» **Request**
Word for word, transcribe the lines below and drop the pictures.

» **Supplied entries**
----------

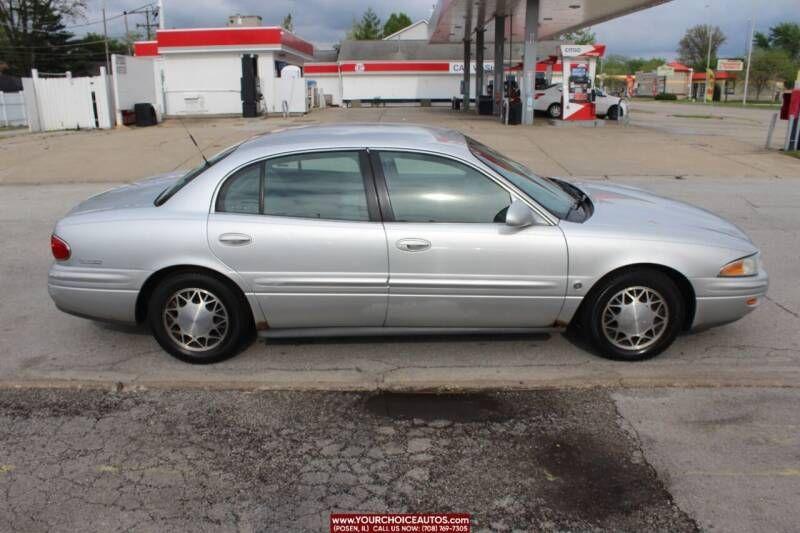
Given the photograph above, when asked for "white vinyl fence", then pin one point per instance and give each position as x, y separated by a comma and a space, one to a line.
12, 109
68, 103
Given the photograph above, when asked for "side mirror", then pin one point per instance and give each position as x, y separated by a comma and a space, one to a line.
520, 215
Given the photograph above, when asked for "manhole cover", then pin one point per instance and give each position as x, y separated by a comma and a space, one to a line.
454, 407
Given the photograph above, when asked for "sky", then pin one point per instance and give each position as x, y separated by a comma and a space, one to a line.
653, 32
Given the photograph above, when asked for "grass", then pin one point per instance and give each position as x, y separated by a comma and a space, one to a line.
698, 116
770, 105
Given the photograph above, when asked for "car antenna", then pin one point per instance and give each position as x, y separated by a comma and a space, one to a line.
194, 142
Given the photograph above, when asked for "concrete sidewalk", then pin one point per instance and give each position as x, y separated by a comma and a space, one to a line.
648, 148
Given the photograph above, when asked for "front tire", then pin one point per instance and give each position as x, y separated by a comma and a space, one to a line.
198, 319
635, 315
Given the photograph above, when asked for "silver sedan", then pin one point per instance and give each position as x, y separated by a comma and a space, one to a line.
395, 229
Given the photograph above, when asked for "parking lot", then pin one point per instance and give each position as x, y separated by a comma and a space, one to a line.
710, 421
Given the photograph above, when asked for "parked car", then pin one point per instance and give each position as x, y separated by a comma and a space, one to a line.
395, 229
611, 107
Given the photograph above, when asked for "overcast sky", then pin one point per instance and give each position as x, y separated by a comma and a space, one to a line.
653, 32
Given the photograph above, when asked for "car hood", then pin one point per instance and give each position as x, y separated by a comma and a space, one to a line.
638, 212
139, 194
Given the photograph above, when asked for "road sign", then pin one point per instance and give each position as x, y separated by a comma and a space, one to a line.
730, 65
665, 70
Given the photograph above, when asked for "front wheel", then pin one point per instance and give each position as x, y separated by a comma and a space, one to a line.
635, 315
198, 319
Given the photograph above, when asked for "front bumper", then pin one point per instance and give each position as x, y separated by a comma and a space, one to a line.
725, 300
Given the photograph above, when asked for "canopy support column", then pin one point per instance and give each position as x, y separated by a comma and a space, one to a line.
529, 61
499, 45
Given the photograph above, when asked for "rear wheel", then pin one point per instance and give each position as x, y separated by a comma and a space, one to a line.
635, 315
198, 319
554, 111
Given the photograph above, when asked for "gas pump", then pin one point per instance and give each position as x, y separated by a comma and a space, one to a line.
579, 65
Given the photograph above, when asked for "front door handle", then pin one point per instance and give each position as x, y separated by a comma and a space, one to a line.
235, 239
413, 245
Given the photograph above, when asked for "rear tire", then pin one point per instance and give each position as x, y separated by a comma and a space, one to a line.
635, 315
198, 319
554, 111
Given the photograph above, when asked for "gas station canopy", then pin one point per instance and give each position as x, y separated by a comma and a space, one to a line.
451, 18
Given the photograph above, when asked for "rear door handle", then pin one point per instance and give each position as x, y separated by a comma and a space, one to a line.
413, 245
235, 239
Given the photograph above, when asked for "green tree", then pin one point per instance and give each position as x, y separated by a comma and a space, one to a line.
584, 36
288, 23
34, 34
693, 47
84, 56
368, 29
395, 23
786, 36
768, 66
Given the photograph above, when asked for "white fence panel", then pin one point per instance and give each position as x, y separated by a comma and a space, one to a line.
72, 103
12, 109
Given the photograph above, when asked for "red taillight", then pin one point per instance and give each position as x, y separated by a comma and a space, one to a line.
59, 248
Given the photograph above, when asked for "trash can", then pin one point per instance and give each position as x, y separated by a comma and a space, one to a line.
515, 113
485, 105
145, 115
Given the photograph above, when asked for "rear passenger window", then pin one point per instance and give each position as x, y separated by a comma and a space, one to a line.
325, 185
242, 192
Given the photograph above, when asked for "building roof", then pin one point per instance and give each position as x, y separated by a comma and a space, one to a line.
400, 32
678, 67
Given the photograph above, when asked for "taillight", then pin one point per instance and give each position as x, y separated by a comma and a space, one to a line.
59, 248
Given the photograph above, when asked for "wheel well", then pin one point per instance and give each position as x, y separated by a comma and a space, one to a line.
680, 280
156, 277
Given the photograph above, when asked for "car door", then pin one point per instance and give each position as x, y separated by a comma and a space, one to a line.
453, 262
304, 231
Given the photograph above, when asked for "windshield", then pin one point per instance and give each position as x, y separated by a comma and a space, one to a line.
166, 194
544, 191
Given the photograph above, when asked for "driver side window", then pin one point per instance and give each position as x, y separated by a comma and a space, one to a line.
426, 188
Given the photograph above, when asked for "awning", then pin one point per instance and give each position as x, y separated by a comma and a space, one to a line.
451, 17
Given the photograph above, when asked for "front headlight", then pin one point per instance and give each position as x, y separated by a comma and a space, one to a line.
746, 266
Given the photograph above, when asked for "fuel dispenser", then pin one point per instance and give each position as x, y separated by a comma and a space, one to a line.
579, 63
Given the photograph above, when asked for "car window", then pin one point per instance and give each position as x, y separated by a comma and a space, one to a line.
168, 193
241, 193
327, 185
544, 191
426, 188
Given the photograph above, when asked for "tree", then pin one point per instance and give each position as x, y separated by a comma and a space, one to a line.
786, 36
584, 36
768, 66
368, 29
395, 23
34, 34
288, 23
693, 47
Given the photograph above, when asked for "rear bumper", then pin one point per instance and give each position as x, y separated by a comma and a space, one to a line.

----------

» **Task solution**
Given the photograph above, when asked for "white vinyl fence", then pin one point per instance and give each position as x, y separated by a comma and a space, one to a line.
12, 109
68, 103
Given the photograph above, when asked for "side mirror", then pin one point per instance and give each position as x, y separated by a comma and a space, one to a line.
520, 215
Given the photograph above, when asked for "manhole cover", then pin one point per instance and give each position as x, y separated by a comma and a space, one to a line.
454, 407
Given the photograph above, when asked for "sky", then pin one point per instance and give each position as x, y separated by a comma and a space, one to a line.
653, 32
Given the photograph above, when asked for "grass", then pin one point per instance and give each position as x, y separated by a comma and a space, one to a line.
698, 116
770, 105
Given the photograph above, when asked for "car antenna", then pin one point per instance and give each position as x, y separated by a comma and a space, one to a line.
194, 142
Given the photograph above, when asked for "concrete sidewalk", then pin one point per instance and give each position as x, y separated by a comma and a space, one to a line.
648, 148
Given the photograph above, when asked for "front tire", then pin one point per instance and give each position as x, y separated by a comma and a space, one to a line.
198, 319
635, 315
Given the photograph above, when asked for "silver sedan", then pin one point per instance and give each position as x, y separated by a comma and a space, one to a line.
395, 229
Given the photograph above, when asked for "parking lot", then pin one point per instance and give each position as x, y separated by a comma and a space, one to a line.
710, 421
Given the photograph above, when asked for "parked car", then pin one point per instance and give each position as x, y separated by a comma and a space, one to a line.
395, 229
611, 107
Given the photograph above, when asked for "overcast sky", then pin one point per instance and give each position as x, y separated by a comma and a space, one to a line.
653, 32
Given the photograph above, when asked for "car hood", then pin one point per instance and give each position as x, y separated by a comma and a space, one to a line.
638, 212
139, 194
Given the photograph above, when asked for "road sign", then pin one point per instance and give each position as x, y separated by a comma and a space, one to a line.
730, 65
665, 70
Given the photograph above, when asked for "front wheel", then pin one point per instance and give each position as x, y separated by a comma and a space, one to a line.
635, 315
198, 319
Given the photograph above, when asked for "front bumper", then pin one point per instance and give each position as x, y separated by a comma and a space, one to a line.
725, 300
Given the photograph above, when asked for "canopy support column", then pin one point per instance and give each position as x, y separated by a comma and a space, one to a line.
529, 61
499, 45
Given the photograph above, when asked for "rear wheel", then pin one point per instance and give each position as x, y separated by a comma and a space, one to a line.
635, 315
198, 319
554, 111
Given the photograph above, when asked for "gas pump", then pin one point per instance and give each position as x, y separated by a comma and a space, one to a line.
579, 65
Given the photograph above, when asked for "front door handle", then pin one point per instance and give each position as x, y separated by a comma and a space, one to a line.
235, 239
413, 245
Given the photograph above, when asked for "rear tire", then pin one point per instance and give each position as x, y separated by a comma and a space, one to a line.
635, 315
198, 319
554, 111
Given the photograph above, when asked for "gas station canopy", then pin one point per instance and give each position as x, y separated by a comma and a space, one to a line.
451, 18
Given the photograph above, when asked for "rear door handle", then pin one point per instance and give each position as x, y separated by a comma and a space, one to a line.
413, 245
235, 239
Given the photograph above, when asked for "green tree", then pin one point per instance and give each position as x, y separated by a comma and a space, one to a line.
584, 36
288, 23
34, 34
693, 47
84, 56
368, 29
395, 23
786, 36
768, 66
Given the photograph above, when asked for "white fence panel", then pin one point per instance and give each position as x, y separated by a comma and a space, one to a line.
72, 103
12, 109
Given the photograph above, when asked for "red taillight", then pin one point per instance and give each position as x, y separated by a comma and a space, one to a line.
59, 248
Given the photograph above, when asked for "trash can", then pin one point per instance and give each position as x, y separated by a comma and a space, one to a line.
515, 113
485, 105
145, 115
Given the photograph above, when asked for "rear passenger window", then pin one point per instance and give each position as x, y separated by a comma and a space, one to a line.
325, 185
242, 192
Given the photograph above, when asked for "building roof", then pin one point per instance and give each position as x, y separated by a comma and a space, one to a line.
400, 32
678, 67
Given the photograph above, when asked for "taillight", then pin one point per instance and give each position as x, y separated by a comma and a space, one to a line.
59, 248
Given the photograph above, when asked for "wheel well", then pin one point per instance and give each position as x, y separated by a comma and a space, one to a line.
680, 280
156, 277
Given the photograph above, when asked for "car door", then pin one point per instance and give each position as x, y separated by a comma and a space, one to a line.
453, 262
304, 231
Given the photograph above, when asked for "windshield", then pin one point per instance and give each position as x, y separated by a comma and a space, one to a line.
166, 194
544, 191
Given the photograph above, when asked for "driver side window", then pin one point per instance and give each position as x, y separated by a comma and a space, one to a line.
426, 188
Given the photograph above, when asked for "awning", then pin one point per instance and give each position as x, y separated by a comma and a space, one to a line.
451, 17
Given the photograph above, when asked for "front headlight", then pin one point per instance and give each position as x, y separated by a comma and a space, one to a line.
746, 266
Given the photograph above, when asked for "fuel dispenser", then pin one point per instance and give each position as x, y separated by a comma and a space, one to a line.
579, 63
Given the photograph above, when asked for "car window", then pin one point per instance and give each position as x, y separated by a comma and a space, one to a line.
168, 193
241, 193
327, 185
544, 191
426, 188
Given the photograph above, when asked for "tree", then pin one point per instance and give each position as x, y separated by a comma and a space, one to a line.
786, 36
584, 36
768, 66
368, 29
395, 23
34, 34
288, 23
693, 47
Given the photograph above, when asked for "rear bumper", then pin one point per instance and give each position as x, y separated by a comma and a space, one to a line.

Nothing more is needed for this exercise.